▶ [MATERIAL PROVIDED]
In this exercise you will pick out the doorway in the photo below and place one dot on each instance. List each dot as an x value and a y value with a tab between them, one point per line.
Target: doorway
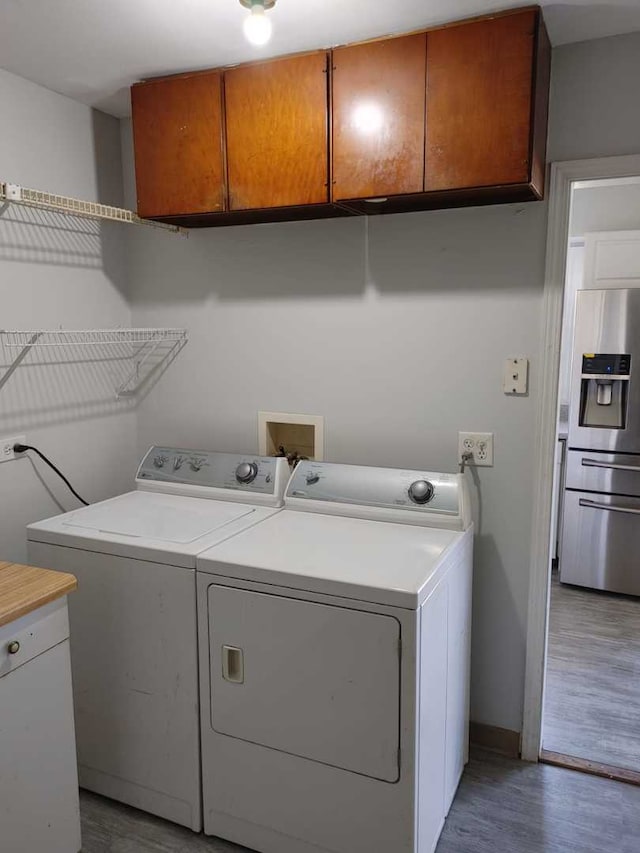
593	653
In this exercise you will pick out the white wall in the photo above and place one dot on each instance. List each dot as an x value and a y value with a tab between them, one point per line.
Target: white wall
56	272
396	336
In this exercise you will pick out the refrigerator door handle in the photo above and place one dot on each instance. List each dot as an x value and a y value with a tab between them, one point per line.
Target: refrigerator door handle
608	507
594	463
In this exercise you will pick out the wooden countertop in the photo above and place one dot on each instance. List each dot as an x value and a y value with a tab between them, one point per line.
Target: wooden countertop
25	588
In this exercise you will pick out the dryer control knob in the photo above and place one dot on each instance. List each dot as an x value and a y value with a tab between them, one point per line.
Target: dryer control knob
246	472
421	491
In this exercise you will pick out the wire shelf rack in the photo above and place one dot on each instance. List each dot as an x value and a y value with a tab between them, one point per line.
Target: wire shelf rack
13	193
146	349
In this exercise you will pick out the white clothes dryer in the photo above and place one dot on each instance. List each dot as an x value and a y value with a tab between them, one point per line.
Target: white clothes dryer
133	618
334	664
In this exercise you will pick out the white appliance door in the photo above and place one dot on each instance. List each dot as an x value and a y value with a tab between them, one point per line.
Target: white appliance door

▶ [EXERCISE REQUIREMENTS] Lines from the one containing "In this exercise you will pick out the refrigerator" through the final line are to be given again verbatim, with nothing before or after.

▶ [RESPONSE TO THIS TASK]
In this exercise you will pick out the refrigerator door handle in the photo above and place one dot on each instance. List each dot as an x value and a y value with a tab between them, one point per line.
Target: refrigerator door handle
608	507
594	463
In this exercise you will pick out the wooden countertop in the photo above and place one dot on each instance. List each dot as an x value and a y value with a tab between them, one point per line.
Target: wooden countertop
25	588
In this exercise you will pick out the dryer control knob in the photo above and place one dot on each instance. List each dot as an x value and a y value with a tab between them, one point per line.
Target: dryer control knob
246	472
421	491
In this exercise you will pick out the wire shelf rack in the photo above and place one dot on each instance. List each dot as an x value and a y value with a tab between them, one point per line.
Target: wire shelf rack
13	193
146	349
In this exercise you will pick out the white clothes dryer in the photo above and place one dot on each instance. List each dot as an x value and a y value with a tab between them, one point per line.
Target: white clothes dryer
133	618
334	664
In this exercise you will pick out the white appliance door in the photo above and place one dot on each instance. List each dot as an x value and a y value with a tab between them, one point per line.
Target: white appliance door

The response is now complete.